+++ SOURCE

# CROSS BOW



## vaporpestcontrol (Nov 6, 2009)

I was wondering what it takes to shoot and cross bow and what the steps are. Me and my brothers all shoot with bows but my dad hurt his shoulder a few years back so he sits out the archery and we being dedicated hunters hunt the othere two seasons with him. want to get him out there with a croos bow to injoy that time of year again.


----------



## vaporpestcontrol (Nov 6, 2009)

sorry for spelling I did it on my phone.


----------



## goofy elk (Dec 16, 2007)

Here's the info you need,,good luck.

Hunters with disabilities
Utah Admin. Rule R657-12
Utah provides special hunting accommodations for people with disabilities. These accommodations include the opportunity to hunt with a companion, use a crossbow, hunt from a vehicle, use a draw lock and use a scope on archery equipment or a muzzleloader.
Hunters with disabilities may also apply for an extension to their season if they have a 2010 big game hunting permit in their possession and they meet certain criteria.
This year, the length of the season extension may be affected by the shorter general any legal weapon (rifle) deer season. The Utah Wildlife Board will examine this issue in early 2010.
To learn more about hunting accommodations for people with disabilities, please visit wildlife.utah.gov/disabled/hunting.html, wildlife.utah.gov/rules (see Utah Admin. Rule R657-12) or call any Division office.


----------



## longbow (Mar 31, 2009)

Good info Goofy Elk. I'd bet Coyoteslayer could help you out too. I'm sure he's well-versed on this stuff.


----------

++++++
+++ DATA SHOWN

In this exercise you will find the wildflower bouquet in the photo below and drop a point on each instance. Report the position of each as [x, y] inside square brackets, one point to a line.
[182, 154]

++++++

▶ _EXERCISE BRIEF_:
Copy the stretch of the crossbow hunting thread above from "## goofy elk" through "meet certain criteria.", word for word.

▶ _ANSWER TO THIS TASK_:
## goofy elk (Dec 16, 2007)

Here's the info you need,,good luck.

Hunters with disabilities
Utah Admin. Rule R657-12
Utah provides special hunting accommodations for people with disabilities. These accommodations include the opportunity to hunt with a companion, use a crossbow, hunt from a vehicle, use a draw lock and use a scope on archery equipment or a muzzleloader.
Hunters with disabilities may also apply for an extension to their season if they have a 2010 big game hunting permit in their possession and they meet certain criteria.